**EXTRACT PROVIDED:**

=-=-=

A chain conveyor system, generally designated by the reference numeral 15, is used to transport cartons C from a filling station (not shown) to flange folding station F, where flange folding is carried out in the unique manner set forth below. Chain conveyor system 15, as best shown in FIGS. 2 and 3, includes a double chain drive housed between parallel side frames 23 (see FIG. 4). The double chain drive comprises a pair of endless chains 21 trained around sprockets (not shown) for constant velocity movement in the direction of flange folding station F.
Stationary bottom rails 25 are provided adjacent the outer side of each endless chain 21. The bottom rails 25 project above endless chains 21 to define an even, continuous guide path for supporting cartons C travelling toward folding station F. The upper edges are of rails 25 are smooth and capable of engaging and supporting the bottom panel of carton C in smooth sliding relationship.
Each carton C is driven in uniform spaced relation from each other by a pair of lugs 27 (FIG. 1). Each lug 27 is attached to endless chains 21 in corresponding location with a connecting link plate and projects upwardly above bottom rails 25.
A pair of inwardly tapered side guide wings 29 (FIGS. 1 and 2) are located along the sides of the guide path so as to contact the sides of cartons C entering folding station F. Guide wings 29 serve to orient the flanges 12 for lateral alignment with prebreaking idler rollers 30, as discussed more fully below. In particular, guide wings 29 advantageously serve to maintain flanges 12 in vertical or slightly inward facing position to ensure positive flange engagement with prebreaking idler rollers 30. The wings also assist side guide rails 31, 31a (FIGS. 2 and 3) in keeping the side walls of the carton from bowing outwardly, as will be seen more in detail below.
The pair of wings 29 as well as the prebreaking idler rollers 30 are secured to a pair of bracket arms (see FIG. 1). The bracket arms are carried on mounting posts projecting upwardly from side frames 23 (FIG. 1).
As best shown in FIG. 3, each prebreaking idler roller 30 includes an inclined peripheral edge surface 32. An annular grooved trap 34 is located adjacent the inner edge of the inclined edge surface. Inclined edge surface 32 is inwardly tapered at an angle of approximately 45° relative to the central axis of the roller and is both dimensioned and positioned to extend downwardly for tangential engagement with the flange all the way from the free edge to the fold line L. The grooved trap 34 receives the free edge of flange 12 causing a gentle downward folding movement at the fold line L, as follows.
As carton C is advanced toward prebreaking idler rollers 30, initial tangential contact is made between the leading edge of flanges 12 and inclined edge 32. This contact urges the free edge of each flange upwardly along the inclined edge into trapped, abutting relationship with grooved trap 34. The side walls of the carton cannot bow outwardly because of the presence of the guide rails 31, 31a. Thusly secured, side flanges 12 and fold line L are forced into tangential contact with inclined edge 32. Progressive forward movement of cartons C on conveyor system 15 allows the inclined edge to gradually press against the entire length of side flanges 12; and in this manner, the flanges are prebroken inwardly along fold line L in a controlled fashion. The side flanges 12 are permanently prebroken to an angle corresponding approximately to the inclination of inclined edge 32 (i.e., approximately 45° ).

=-=-=

**MATERIAL:**

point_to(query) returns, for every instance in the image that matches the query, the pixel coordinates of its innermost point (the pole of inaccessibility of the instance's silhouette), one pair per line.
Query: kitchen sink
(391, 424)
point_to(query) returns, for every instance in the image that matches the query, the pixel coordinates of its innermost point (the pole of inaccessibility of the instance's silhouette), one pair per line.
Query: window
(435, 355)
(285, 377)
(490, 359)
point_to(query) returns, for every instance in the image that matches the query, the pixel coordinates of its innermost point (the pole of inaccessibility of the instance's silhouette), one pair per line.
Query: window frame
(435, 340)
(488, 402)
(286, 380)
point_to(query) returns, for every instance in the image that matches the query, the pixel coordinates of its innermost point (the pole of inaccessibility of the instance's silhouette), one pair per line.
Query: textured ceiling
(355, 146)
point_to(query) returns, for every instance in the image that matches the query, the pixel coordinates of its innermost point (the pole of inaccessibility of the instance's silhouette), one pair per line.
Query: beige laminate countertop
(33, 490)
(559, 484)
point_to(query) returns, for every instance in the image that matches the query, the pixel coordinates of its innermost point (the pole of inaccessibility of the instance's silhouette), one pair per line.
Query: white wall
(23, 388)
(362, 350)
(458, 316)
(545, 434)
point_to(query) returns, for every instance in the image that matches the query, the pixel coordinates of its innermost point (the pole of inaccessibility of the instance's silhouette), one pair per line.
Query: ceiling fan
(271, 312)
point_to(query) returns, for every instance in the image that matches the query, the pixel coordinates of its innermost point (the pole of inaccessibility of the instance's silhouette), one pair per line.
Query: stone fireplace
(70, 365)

=-=-=

**TO-DO LIST:**
1 > In the passage on the carton flange-folding conveyor, translate this sentence into Spanish: "The bracket arms are carried on mounting posts projecting upwardly from side frames 23 (FIG. 1)."
2 > Continue the passage on the carton flange-folding conveyor from its last sentence.

**RESULTS BY TASK:**
1 > Los brazos de soporte están montados sobre postes de montaje que se proyectan hacia arriba desde los bastidores laterales 23 (FIG. 1).

2 >
The feature of providing the inclined edge 32 in combination with grooved trap 34 advantageously serves to minimize flange buckling and outward bowing of the carton walls to effect gentle and uniform flange prebreaking. Further, the grooved trap 34 is operable to pivot the flanges preventing inward bowing of the side walls during contact with the inclined edge, thus assuring a positive prebreaking relationship. In addition, since prebreaking rollers 30 freely rotate during contact with flanges 12, scuffing and possible damage to the flanges is prevented.
As shown in FIG. 2, the pair of side guide members 31, 31a are provided with inwardly tapered guide sections 37, 37a. Thus, as each carton approaches the folding station F the side walls of the carton are fully supported against outward bowing action. The full action of the trap 34 acting against the flange 12 pushing the fold line L outwardly may be realized giving superior folding action.
To complete folding of flanges 12, a pair of driven rollers 40 are positioned downstream and in tandem arrangement with prebreaking idler rollers 30. As shown in FIGS. 2-4, driven rollers 40 are mounted on a shaft extending transversely above the guide path. Suitable drive means 41 (FIG. 4) is connected to the shaft to drive the rollers 40 at a constant velocity greater than the speed of chain conveyor system 15.
Driven rollers 40 include peripheral edge surface 42 for progressive tangential contact with the side flanges 12, as well as the corners of leading end flange 13 (see FIGS. 4-6). To effect complete folding of the flanges, the point of tangential contact of peripheral edge 42 corresponds to the height of fold lines L, as shown in FIGS. 4 and 6. Gradual contact and folding down of side flanges 12 subsequently occurs during continued forward travel of carton C beneath driven rollers 40 (see FIG. 6).
For the purpose of engaging and folding down trailing end flange 13a, a notch 44 is provided in peripheral edge surface 42 of each driven roller 40. As best shown in FIGS. 7 and 8, notches 44 are dimensioned and sector shaped so as to allow the free edge of trailing end flange 13a to enter the notch and avoid undesirable outward folding movement. Furthermore, the arcuate extent of notch 44 in the edge surface is sufficient to cause trailing edge 46 of the notch to move forward against, as well as downward against, the flange 13a as the roller 40 goes from the FIG. 7 position to the FIG. 8 position. Thus, the forwardly directed trailing edge 46 is capable of pressing forwardly and downwardly against the trailing end flange 13a. With this action the flange 13a is gently and positively folded down as desired.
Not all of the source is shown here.